::: SUPPLIED INFORMATION :::

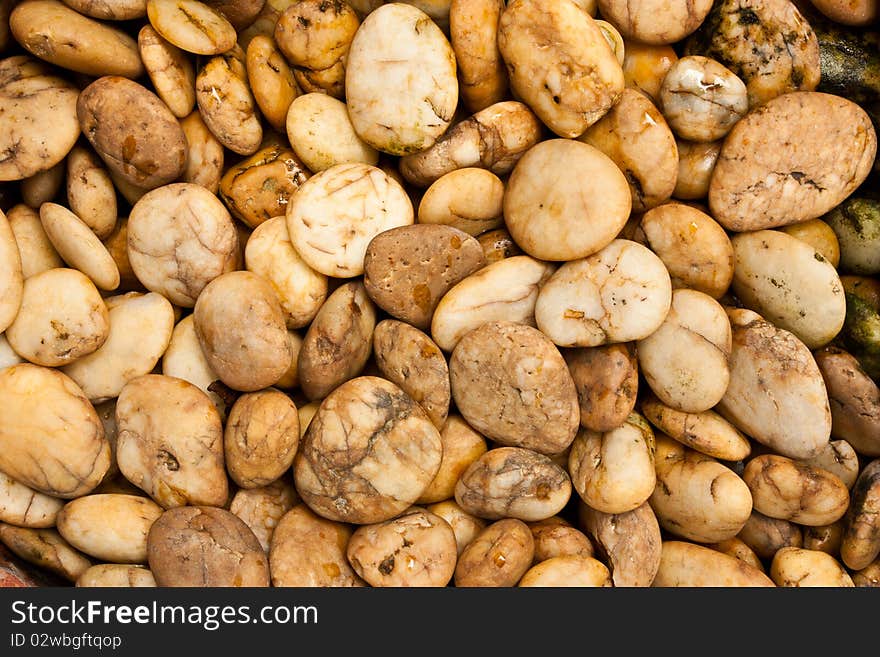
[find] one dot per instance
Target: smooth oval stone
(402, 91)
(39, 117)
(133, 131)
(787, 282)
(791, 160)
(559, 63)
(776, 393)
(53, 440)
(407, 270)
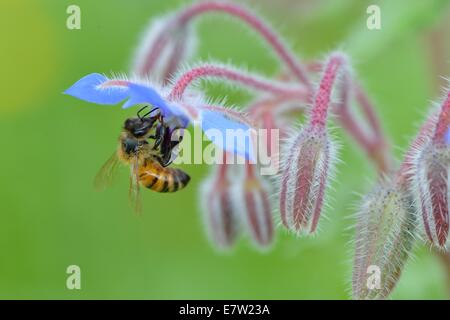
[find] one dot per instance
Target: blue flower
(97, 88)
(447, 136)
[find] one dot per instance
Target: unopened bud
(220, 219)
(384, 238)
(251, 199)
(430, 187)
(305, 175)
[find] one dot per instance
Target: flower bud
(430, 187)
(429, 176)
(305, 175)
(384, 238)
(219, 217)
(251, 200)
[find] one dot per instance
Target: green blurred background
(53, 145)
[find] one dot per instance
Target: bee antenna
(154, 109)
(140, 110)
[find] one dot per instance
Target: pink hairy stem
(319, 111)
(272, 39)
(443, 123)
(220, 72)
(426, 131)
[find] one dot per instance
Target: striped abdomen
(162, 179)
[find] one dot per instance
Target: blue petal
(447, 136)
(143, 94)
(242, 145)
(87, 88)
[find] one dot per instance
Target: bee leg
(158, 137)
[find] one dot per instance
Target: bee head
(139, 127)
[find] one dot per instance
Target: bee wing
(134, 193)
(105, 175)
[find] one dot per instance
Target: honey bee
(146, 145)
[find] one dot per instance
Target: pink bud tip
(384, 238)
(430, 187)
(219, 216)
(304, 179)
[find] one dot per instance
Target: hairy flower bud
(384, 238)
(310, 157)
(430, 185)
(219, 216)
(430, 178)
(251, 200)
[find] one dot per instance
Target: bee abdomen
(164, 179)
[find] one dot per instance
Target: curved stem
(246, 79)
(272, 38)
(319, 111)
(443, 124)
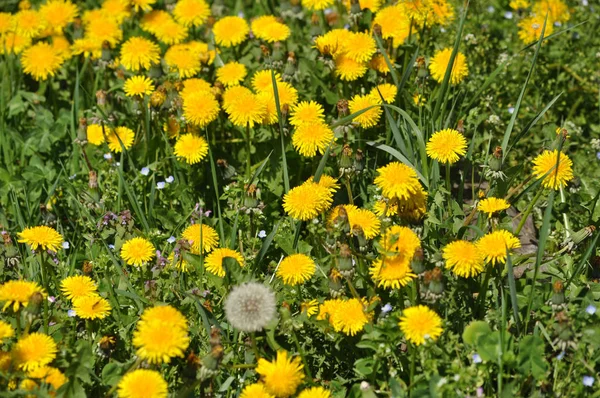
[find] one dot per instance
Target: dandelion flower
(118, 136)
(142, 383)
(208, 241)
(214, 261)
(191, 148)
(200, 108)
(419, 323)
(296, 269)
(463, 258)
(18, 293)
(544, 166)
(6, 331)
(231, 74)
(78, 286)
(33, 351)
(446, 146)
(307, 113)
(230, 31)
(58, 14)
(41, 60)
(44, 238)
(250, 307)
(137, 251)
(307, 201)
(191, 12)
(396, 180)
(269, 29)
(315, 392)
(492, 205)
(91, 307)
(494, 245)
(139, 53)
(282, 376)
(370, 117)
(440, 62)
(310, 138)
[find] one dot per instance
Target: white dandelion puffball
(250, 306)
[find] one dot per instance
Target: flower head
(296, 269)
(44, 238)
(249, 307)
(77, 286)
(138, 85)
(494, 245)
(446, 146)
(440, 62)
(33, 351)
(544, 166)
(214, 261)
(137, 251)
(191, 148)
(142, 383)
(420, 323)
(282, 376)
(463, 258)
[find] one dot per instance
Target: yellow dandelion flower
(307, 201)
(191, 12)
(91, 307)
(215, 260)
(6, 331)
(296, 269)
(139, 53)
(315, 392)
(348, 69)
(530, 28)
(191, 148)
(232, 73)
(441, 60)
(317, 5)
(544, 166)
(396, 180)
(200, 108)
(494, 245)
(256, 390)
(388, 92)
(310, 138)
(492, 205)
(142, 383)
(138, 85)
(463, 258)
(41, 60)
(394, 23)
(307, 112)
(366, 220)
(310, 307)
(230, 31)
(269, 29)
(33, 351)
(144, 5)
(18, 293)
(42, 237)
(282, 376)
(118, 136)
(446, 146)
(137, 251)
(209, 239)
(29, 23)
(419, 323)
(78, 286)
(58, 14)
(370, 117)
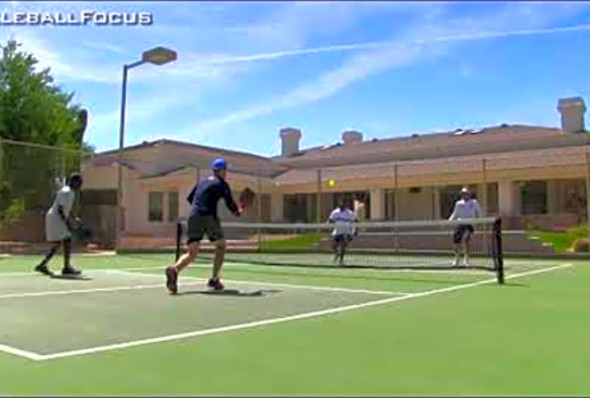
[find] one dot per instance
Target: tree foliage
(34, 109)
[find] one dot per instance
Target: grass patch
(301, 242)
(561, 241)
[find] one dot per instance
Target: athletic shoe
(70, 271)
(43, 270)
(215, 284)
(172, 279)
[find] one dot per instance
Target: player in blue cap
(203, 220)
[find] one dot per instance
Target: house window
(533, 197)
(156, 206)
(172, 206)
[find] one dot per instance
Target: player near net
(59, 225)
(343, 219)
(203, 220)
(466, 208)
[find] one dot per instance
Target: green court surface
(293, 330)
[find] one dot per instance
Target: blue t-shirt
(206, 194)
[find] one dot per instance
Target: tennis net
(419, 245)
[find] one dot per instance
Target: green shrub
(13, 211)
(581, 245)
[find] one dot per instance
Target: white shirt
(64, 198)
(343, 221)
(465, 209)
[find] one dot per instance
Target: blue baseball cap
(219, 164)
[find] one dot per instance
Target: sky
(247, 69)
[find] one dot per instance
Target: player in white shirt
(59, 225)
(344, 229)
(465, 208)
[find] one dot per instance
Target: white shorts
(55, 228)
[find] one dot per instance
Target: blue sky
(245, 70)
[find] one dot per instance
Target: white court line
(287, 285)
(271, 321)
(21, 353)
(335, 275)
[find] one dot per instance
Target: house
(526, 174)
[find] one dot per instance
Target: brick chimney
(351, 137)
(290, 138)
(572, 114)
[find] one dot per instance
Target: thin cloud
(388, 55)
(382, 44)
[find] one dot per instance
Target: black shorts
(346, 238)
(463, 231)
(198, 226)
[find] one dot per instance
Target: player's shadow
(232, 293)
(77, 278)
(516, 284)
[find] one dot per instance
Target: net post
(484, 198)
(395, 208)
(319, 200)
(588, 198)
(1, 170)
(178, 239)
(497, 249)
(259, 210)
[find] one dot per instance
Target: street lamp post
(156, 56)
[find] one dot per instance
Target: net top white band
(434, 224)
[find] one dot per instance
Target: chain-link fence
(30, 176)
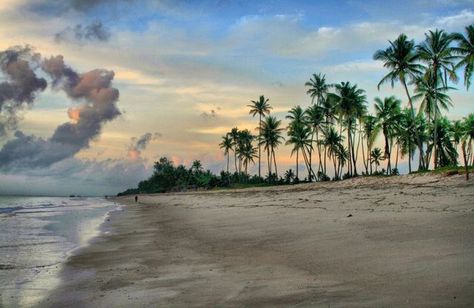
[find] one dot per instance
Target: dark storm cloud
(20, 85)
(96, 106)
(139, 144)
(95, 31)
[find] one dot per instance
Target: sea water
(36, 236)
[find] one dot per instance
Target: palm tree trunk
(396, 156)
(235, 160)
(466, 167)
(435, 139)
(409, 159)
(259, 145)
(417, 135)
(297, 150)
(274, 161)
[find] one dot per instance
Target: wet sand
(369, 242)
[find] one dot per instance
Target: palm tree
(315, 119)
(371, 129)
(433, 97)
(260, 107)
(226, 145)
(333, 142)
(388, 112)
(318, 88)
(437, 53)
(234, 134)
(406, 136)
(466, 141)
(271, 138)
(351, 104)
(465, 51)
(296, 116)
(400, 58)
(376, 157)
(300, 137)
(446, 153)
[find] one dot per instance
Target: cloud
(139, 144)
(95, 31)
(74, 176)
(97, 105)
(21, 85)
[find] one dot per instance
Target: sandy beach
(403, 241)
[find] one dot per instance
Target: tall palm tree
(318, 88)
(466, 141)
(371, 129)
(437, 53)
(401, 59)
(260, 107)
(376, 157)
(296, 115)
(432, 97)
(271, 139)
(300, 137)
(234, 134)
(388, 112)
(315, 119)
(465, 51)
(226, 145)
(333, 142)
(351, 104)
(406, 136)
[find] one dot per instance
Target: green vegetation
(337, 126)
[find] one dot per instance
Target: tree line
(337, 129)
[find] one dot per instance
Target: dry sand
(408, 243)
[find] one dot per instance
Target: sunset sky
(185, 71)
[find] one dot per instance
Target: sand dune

:::

**WORK TO BE COMPLETED**
Give back all entries exactly. No pictures belong in the copy.

**SOLUTION**
[find] one dot per instance
Target: smooth oval stone
(402, 91)
(39, 117)
(133, 131)
(787, 282)
(791, 160)
(559, 63)
(776, 393)
(53, 440)
(407, 270)
[find] one dot per instance
Target: blue flower
(97, 88)
(447, 136)
[find] one dot per instance
Target: unopened bud
(220, 219)
(384, 238)
(251, 199)
(430, 187)
(305, 175)
[find] one dot per instance
Target: flower bud
(430, 187)
(429, 176)
(305, 175)
(384, 238)
(219, 217)
(251, 200)
[find] one dot per instance
Target: green blurred background
(53, 145)
[find] one dot per instance
Target: bee antenna
(154, 109)
(140, 110)
[find] one dot per instance
Target: pink hairy stem
(319, 111)
(272, 39)
(443, 123)
(220, 72)
(426, 131)
[find] one dot per instance
Target: striped abdomen
(162, 179)
[find] one dot per instance
Target: blue petal
(447, 136)
(143, 94)
(242, 145)
(87, 88)
[find] one dot per instance
Target: bee leg
(158, 137)
[find] one dot per instance
Target: bee head
(139, 127)
[find] one dot per instance
Target: bee wing
(134, 193)
(105, 175)
[find] one dot per instance
Target: honey bee
(146, 145)
[find] one dot per instance
Target: pink bud tip
(384, 238)
(430, 187)
(219, 216)
(304, 179)
[find] one dot per instance
Target: hairy flower bud
(384, 238)
(310, 157)
(430, 185)
(219, 216)
(430, 178)
(251, 200)
[find] one dot per instance
Target: bee abdomen
(164, 179)
[find] one dot per instance
Target: curved stem
(246, 79)
(272, 38)
(319, 111)
(443, 124)
[find] one dot per instance
Target: dandelion flower
(118, 136)
(142, 383)
(208, 241)
(214, 261)
(191, 148)
(200, 108)
(419, 323)
(296, 269)
(463, 258)
(18, 293)
(544, 166)
(6, 331)
(231, 74)
(78, 286)
(33, 351)
(446, 146)
(307, 113)
(230, 31)
(58, 14)
(41, 60)
(44, 238)
(250, 307)
(137, 251)
(307, 201)
(191, 12)
(396, 180)
(269, 29)
(315, 392)
(492, 205)
(91, 307)
(494, 245)
(139, 53)
(282, 376)
(370, 117)
(440, 62)
(310, 138)
[find] one dot per instance
Target: white dandelion puffball
(250, 306)
[find] one dot per instance
Target: flower head
(296, 269)
(44, 238)
(249, 307)
(77, 286)
(138, 85)
(494, 245)
(446, 146)
(440, 62)
(33, 351)
(544, 166)
(214, 261)
(137, 251)
(191, 148)
(142, 383)
(420, 323)
(282, 376)
(463, 258)
[find] one dot per instance
Target: yellow dandelion flower
(307, 201)
(191, 12)
(91, 307)
(215, 260)
(6, 331)
(296, 269)
(139, 53)
(315, 392)
(348, 69)
(530, 28)
(191, 148)
(232, 73)
(441, 60)
(317, 5)
(544, 166)
(396, 180)
(200, 108)
(494, 245)
(256, 390)
(388, 92)
(310, 138)
(492, 205)
(142, 383)
(138, 85)
(463, 258)
(41, 60)
(394, 23)
(307, 112)
(366, 220)
(310, 307)
(230, 31)
(269, 29)
(33, 351)
(144, 5)
(18, 293)
(42, 237)
(282, 376)
(118, 136)
(446, 146)
(137, 251)
(209, 239)
(29, 23)
(419, 323)
(78, 286)
(58, 14)
(370, 117)
[find] one dot per instance
Target: tree foliage
(34, 109)
[find] one dot per instance
Target: grass patch
(301, 242)
(561, 241)
[find] one dot per instance
Target: athletic shoe
(70, 271)
(43, 270)
(215, 284)
(172, 279)
[find] one dot per instance
Target: player in blue cap
(203, 220)
[find] one dot per instance
Target: house window
(533, 197)
(156, 206)
(172, 206)
[find] one dot per instance
Target: player near net
(59, 225)
(343, 219)
(203, 220)
(466, 208)
[find] one dot per instance
Target: green court surface
(293, 330)
[find] one dot per instance
Target: blue t-shirt
(206, 194)
[find] one dot per instance
Target: tennis net
(419, 245)
[find] one dot per instance
Target: green shrub
(13, 211)
(581, 245)
[find] one dot per instance
Target: white shirt
(64, 198)
(343, 221)
(465, 209)
[find] one dot per instance
Target: blue baseball cap
(219, 164)
[find] one dot per instance
Target: sky
(247, 69)
[find] one dot per instance
Target: player in white shirt
(59, 225)
(344, 229)
(465, 208)
[find] one dot per instance
Target: white shorts
(55, 228)
[find] one dot per instance
Target: blue sky
(245, 70)
[find] one dot per instance
Target: white court line
(287, 285)
(271, 321)
(21, 353)
(335, 275)
[find] one dot per instance
Target: house
(526, 174)
[find] one dot per instance
Target: brick chimney
(351, 137)
(290, 138)
(572, 114)
[find] one dot per instance
Target: thin cloud
(388, 55)
(382, 44)
[find] one dot per instance
Target: black shorts
(346, 238)
(463, 231)
(198, 226)
[find] one dot per instance
Target: player's shadow
(232, 293)
(77, 278)
(516, 284)
[find] one dot per instance
Target: net post
(484, 198)
(395, 208)
(319, 200)
(588, 198)
(1, 170)
(178, 239)
(497, 249)
(259, 210)
[find] one dot per instance
Target: street lamp post
(156, 56)
[find] one dot per instance
Target: net top white band
(434, 224)
[find] one dot per instance
Target: chain-link fence
(30, 176)
[find] one dot per instance
Target: dark storm cloud
(20, 85)
(96, 106)
(139, 144)
(95, 31)
[find] one dot per instance
Target: sea water
(36, 236)
[find] one dot per instance
Target: palm tree trunk
(396, 156)
(235, 160)
(466, 167)
(435, 139)
(409, 159)
(259, 145)
(417, 135)
(297, 150)
(274, 161)
[find] one dot per instance
Target: wet sand
(369, 242)
[find] one dot per instance
Target: palm tree
(315, 119)
(371, 129)
(433, 97)
(260, 107)
(226, 145)
(333, 142)
(388, 112)
(318, 88)
(437, 53)
(234, 134)
(406, 136)
(466, 141)
(271, 138)
(351, 104)
(465, 51)
(296, 116)
(400, 58)
(376, 157)
(300, 137)
(446, 153)
[find] one dot per instance
Target: cloud
(139, 144)
(95, 31)
(74, 176)
(97, 105)
(21, 85)
[find] one dot per instance
Target: sandy beach
(403, 241)
[find] one dot per instance
Target: tall palm tree
(318, 88)
(466, 141)
(371, 129)
(437, 53)
(401, 59)
(260, 107)
(376, 157)
(296, 115)
(432, 97)
(271, 139)
(300, 137)
(234, 134)
(388, 112)
(315, 119)
(465, 51)
(226, 145)
(333, 142)
(351, 104)
(406, 136)
[find] one dot per instance
Target: green vegetation
(337, 126)
[find] one dot per instance
Target: tree line
(337, 129)
[find] one dot per instance
Target: dry sand
(408, 243)
[find] one dot per instance
Target: sunset sky
(185, 71)
[find] one dot per instance
Target: sand dune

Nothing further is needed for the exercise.